=== Text segment ===

Sunday, February 19, 2017

Some thoughts on buying used stuff for boats...

Words, some bad (though much deserved) news for Utah, and a little depressing math...

OK, I'll admit it, at least once every week I check out eBay to see what's for sale in the boat gear category. Partly because you always need something for your boat and partly because it's good to know what stuff is worth.

That said, eBay is no longer the extended yard sale/swap meet it used to be and not really a good place to check prices because the greed has taken hold with a vengeance. Take self-steering gears for instance. You will often see used gears for silly prices. I suppose the fact that most new self-steering gears being stupidly expensive is a factor but still something used really should come with a price that reflects the fact that it used or, in far too many cases, used and abused.

Once upon a time I used to work in a consignment store selling boat gear. It was not a bad job as things go and it did teach me a lot about gear not to have on a boat and how the whole used gear thing actually works in practice. Being a consignment store it also taught a lot more on how not to sell things.

Which sorta/kinda brings us to the rule of half/half again... Let's say you have a self-steering gear on your new used boat you don't want and you want to sell it. Let's also say that you can buy the very same gear from its builder for $6K in spite of it having a retail price of $6.5K (face it everybody discounts). What would/should you price it at if you actually wanted to, you know, sell it?

=== Records shown ===

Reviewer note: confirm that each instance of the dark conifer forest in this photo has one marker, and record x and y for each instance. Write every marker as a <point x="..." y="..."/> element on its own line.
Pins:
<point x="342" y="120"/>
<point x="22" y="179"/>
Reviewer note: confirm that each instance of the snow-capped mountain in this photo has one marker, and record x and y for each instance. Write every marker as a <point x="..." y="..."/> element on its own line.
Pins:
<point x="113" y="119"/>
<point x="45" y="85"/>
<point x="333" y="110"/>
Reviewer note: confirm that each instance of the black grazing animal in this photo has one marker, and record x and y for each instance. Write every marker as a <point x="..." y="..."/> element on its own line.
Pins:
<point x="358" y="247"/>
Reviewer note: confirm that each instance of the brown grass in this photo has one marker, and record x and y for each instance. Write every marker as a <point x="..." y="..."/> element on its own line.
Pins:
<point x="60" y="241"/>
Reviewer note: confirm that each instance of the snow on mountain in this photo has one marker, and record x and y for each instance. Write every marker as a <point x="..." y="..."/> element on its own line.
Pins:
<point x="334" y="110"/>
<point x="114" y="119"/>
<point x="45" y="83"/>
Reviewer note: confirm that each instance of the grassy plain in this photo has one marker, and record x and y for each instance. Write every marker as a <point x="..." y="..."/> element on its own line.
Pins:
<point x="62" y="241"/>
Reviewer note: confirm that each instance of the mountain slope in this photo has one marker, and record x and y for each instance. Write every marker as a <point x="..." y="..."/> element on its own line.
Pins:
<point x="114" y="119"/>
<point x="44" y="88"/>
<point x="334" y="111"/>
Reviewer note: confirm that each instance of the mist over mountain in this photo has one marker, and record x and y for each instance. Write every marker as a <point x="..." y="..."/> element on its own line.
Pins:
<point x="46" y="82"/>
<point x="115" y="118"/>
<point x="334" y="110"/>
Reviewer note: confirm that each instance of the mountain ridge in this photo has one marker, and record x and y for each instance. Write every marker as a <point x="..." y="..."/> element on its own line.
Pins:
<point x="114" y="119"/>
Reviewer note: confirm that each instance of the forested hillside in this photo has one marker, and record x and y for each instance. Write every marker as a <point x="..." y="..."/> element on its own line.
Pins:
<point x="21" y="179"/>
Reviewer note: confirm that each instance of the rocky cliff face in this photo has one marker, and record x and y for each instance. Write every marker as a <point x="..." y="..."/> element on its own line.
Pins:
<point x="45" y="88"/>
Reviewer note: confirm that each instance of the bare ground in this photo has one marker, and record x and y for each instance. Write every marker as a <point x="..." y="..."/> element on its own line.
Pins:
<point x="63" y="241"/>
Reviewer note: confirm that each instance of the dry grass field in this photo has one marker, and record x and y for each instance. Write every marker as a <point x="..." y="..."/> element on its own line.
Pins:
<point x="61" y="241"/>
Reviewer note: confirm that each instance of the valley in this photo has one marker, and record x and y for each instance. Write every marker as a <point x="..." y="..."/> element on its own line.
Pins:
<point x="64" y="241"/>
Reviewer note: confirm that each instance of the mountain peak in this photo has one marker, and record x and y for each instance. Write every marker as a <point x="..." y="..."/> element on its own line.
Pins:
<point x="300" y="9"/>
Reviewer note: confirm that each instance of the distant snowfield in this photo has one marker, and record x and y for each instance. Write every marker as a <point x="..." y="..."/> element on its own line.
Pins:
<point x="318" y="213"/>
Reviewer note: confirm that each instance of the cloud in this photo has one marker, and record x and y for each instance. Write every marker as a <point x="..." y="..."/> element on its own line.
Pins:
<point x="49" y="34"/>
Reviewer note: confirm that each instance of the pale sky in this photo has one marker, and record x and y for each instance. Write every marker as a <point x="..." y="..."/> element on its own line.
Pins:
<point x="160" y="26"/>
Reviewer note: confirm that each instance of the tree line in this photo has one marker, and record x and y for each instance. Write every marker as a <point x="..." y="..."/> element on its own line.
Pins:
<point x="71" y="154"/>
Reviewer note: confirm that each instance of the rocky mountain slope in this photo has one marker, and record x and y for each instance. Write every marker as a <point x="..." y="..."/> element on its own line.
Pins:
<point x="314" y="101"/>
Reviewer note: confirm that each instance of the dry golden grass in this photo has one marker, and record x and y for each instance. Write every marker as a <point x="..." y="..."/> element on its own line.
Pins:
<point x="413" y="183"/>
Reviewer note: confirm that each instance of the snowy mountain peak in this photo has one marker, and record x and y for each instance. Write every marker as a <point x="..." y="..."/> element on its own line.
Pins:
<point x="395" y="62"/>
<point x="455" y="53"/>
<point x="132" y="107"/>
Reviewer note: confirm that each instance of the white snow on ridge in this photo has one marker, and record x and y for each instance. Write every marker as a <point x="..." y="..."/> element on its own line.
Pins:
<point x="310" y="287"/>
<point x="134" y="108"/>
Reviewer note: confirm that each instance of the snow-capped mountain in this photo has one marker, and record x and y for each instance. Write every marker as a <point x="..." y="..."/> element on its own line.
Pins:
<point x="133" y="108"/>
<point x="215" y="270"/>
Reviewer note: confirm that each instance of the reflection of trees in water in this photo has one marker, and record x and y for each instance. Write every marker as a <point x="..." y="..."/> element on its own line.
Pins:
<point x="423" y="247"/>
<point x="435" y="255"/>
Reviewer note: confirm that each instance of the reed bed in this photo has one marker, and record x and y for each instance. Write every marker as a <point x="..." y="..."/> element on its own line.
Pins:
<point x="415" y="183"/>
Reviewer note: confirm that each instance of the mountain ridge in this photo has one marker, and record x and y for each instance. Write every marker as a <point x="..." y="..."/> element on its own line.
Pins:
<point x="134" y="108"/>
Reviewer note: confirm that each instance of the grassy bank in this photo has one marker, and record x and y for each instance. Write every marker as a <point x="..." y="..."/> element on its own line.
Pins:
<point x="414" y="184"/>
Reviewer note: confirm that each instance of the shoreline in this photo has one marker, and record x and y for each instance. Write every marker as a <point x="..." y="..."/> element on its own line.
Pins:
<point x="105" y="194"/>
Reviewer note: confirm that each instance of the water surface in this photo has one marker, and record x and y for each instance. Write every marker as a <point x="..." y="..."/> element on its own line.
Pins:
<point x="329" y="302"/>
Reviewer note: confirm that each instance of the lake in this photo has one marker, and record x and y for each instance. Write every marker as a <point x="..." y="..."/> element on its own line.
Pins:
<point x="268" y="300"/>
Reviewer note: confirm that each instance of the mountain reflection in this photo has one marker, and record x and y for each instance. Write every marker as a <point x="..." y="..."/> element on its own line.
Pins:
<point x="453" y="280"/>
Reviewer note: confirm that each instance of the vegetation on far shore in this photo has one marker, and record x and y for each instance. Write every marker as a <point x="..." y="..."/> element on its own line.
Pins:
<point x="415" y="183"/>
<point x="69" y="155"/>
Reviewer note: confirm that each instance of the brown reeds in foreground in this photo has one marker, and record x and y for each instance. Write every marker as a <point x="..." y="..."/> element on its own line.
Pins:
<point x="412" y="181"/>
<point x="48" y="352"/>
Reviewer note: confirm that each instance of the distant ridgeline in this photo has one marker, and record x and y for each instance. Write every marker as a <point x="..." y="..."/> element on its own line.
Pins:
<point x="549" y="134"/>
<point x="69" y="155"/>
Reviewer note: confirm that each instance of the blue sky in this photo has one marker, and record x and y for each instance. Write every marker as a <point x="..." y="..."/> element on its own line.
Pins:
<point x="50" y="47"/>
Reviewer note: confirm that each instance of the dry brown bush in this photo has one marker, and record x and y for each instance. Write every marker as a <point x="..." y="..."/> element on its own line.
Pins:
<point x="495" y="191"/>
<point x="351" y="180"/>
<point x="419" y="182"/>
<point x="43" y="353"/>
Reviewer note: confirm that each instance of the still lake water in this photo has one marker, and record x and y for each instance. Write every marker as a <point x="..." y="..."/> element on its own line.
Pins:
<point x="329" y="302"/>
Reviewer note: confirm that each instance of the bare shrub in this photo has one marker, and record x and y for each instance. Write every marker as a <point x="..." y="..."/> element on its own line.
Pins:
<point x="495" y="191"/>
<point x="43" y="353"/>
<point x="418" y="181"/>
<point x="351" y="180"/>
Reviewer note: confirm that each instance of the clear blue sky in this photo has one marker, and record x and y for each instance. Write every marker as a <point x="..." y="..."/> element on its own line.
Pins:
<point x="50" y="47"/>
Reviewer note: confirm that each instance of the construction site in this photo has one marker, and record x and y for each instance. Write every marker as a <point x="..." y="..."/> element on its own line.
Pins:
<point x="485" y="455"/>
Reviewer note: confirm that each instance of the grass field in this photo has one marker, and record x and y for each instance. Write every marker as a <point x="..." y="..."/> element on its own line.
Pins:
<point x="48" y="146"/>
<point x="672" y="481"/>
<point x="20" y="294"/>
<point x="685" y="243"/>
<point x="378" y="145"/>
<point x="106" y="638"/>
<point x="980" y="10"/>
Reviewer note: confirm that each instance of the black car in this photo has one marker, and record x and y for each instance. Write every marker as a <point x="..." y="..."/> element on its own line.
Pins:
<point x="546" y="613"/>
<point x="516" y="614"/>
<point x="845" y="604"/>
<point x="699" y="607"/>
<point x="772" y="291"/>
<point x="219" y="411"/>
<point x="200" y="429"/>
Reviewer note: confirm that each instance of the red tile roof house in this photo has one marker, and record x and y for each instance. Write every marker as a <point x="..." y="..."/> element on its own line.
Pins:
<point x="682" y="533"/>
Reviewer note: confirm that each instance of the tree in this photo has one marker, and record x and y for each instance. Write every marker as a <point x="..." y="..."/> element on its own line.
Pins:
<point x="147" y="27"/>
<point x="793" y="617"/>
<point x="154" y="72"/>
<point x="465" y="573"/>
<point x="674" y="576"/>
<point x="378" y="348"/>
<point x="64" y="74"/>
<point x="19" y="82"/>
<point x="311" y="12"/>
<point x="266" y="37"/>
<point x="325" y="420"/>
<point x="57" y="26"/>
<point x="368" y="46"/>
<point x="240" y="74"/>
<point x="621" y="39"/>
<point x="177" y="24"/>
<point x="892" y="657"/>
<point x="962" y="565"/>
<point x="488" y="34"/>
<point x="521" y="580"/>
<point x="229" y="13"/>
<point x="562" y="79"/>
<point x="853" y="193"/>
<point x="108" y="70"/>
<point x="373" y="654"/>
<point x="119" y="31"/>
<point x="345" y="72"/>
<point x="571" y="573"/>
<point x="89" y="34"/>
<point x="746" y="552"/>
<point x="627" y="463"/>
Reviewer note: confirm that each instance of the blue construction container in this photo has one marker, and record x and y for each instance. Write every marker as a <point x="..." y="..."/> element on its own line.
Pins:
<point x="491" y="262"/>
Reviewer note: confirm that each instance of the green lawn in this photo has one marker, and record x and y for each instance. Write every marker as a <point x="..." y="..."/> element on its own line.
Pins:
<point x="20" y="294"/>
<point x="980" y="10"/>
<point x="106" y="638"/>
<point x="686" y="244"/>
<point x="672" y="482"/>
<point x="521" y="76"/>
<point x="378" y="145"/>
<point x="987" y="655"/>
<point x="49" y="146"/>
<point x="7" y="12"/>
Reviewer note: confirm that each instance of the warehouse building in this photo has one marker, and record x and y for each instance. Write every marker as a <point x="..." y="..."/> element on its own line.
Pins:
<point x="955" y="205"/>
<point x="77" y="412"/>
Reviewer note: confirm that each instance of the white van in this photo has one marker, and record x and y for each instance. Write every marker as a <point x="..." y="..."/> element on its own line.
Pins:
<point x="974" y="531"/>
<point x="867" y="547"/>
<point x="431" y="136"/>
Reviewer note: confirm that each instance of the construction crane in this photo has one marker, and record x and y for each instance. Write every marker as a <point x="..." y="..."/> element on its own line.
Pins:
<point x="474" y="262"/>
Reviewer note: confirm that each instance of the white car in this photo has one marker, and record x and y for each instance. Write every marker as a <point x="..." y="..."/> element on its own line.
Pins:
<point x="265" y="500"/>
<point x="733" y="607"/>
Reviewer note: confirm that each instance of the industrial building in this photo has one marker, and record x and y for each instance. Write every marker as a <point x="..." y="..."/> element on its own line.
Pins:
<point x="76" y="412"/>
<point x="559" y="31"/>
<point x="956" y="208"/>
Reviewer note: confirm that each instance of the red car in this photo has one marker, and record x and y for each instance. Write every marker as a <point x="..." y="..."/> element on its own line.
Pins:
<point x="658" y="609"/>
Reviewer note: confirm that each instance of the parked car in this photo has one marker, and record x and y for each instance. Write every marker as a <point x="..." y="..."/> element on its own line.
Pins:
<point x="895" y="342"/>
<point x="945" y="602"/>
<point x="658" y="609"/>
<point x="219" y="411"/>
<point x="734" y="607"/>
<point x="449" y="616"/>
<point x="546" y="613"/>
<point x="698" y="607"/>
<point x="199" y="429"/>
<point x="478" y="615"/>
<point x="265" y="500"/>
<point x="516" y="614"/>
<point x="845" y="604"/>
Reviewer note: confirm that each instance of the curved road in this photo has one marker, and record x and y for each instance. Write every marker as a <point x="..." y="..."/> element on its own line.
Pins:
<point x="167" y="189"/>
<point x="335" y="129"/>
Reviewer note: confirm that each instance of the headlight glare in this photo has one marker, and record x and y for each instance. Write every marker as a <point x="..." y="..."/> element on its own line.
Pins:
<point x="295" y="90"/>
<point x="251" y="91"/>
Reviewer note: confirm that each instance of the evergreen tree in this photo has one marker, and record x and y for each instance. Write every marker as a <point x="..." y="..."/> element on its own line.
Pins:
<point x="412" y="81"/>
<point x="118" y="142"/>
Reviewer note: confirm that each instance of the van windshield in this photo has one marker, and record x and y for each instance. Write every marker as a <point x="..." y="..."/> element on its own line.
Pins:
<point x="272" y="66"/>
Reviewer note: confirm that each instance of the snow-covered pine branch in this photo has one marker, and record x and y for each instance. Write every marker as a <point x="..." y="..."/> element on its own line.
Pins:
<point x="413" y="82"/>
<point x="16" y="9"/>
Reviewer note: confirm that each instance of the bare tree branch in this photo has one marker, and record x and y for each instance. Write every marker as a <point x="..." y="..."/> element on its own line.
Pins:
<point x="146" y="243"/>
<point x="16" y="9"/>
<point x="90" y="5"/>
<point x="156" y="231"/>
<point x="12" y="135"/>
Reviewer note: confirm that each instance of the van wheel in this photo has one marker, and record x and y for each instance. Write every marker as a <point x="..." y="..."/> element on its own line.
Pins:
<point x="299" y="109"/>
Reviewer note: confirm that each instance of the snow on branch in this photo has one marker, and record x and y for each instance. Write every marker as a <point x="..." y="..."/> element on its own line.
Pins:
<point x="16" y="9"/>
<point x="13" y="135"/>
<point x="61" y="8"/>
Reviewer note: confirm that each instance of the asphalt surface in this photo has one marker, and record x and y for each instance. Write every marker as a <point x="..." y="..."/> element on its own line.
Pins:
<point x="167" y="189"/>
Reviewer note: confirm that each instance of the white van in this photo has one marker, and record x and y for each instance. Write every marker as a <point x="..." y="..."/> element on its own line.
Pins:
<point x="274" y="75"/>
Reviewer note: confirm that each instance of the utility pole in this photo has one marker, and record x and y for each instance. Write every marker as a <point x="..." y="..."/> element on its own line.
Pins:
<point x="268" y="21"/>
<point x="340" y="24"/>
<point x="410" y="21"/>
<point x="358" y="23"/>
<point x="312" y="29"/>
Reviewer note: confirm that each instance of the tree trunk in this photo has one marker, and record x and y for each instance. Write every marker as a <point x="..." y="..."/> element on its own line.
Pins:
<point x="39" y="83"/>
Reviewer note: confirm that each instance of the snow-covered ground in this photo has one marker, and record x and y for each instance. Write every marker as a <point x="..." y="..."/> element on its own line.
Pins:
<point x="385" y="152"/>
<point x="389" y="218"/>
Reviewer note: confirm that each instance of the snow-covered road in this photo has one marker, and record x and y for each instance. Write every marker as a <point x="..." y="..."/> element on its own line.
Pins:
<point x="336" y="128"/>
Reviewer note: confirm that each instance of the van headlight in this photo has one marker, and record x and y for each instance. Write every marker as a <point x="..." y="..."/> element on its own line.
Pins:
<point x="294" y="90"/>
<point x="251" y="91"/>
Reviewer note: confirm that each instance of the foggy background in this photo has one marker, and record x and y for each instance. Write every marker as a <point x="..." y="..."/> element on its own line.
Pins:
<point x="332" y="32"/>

===

→ Problems to work on
1. According to the blog post on used boat gear, what kind of store did the writer once work in?
2. Continue the blog post on used boat gear from its last sentence.
None of the stored entries are needed.

→ Expected answers
1. A consignment store selling boat gear.

2.
Well, a guy on eBay today seems to think $5.5K which equals out to a $500 discount for a gear that predates his ownership of the boat, so it could be a decade or so old, possibly needs some work, and new bearings. At that price we'd never have been able to sell the beast in the store unless we lucked onto someone exceptionally stupid and drunk... Nope, at that price it would just sit in the corner and gather dust.

The fact is, used boat stuff really does not move until it hits the half off level rounded down to the nearest round with a kiss off that number... So, for the windvane in question, half of $6.5K is $3250 then rounded to $2999 is a price where it might actually sell for if it was in like-new condition, had all its bits, spares, and documentation. Truth be told, anything that was once bolted to a transom would fall into the half again rule where it might sell for $1500 at most.

Since one is predisposed to spend more in an actual brick & mortar store than from some dude on the internet selling off stuff he no longer wants, $1500 is actually way more than most people would fork out unless, of course, they were of the exceptionally stupid and/or drunk variety. A real world price is more likely to be under $1K.

As a consumer, you already know this to be true to one degree or another but there is a lot of pressure, both peer and otherwise, to forget the common sense you were born with and spend boat bucks like a drunken sailor (spelled exceptionally stupid and drunk) because... you know... you get what you pay for.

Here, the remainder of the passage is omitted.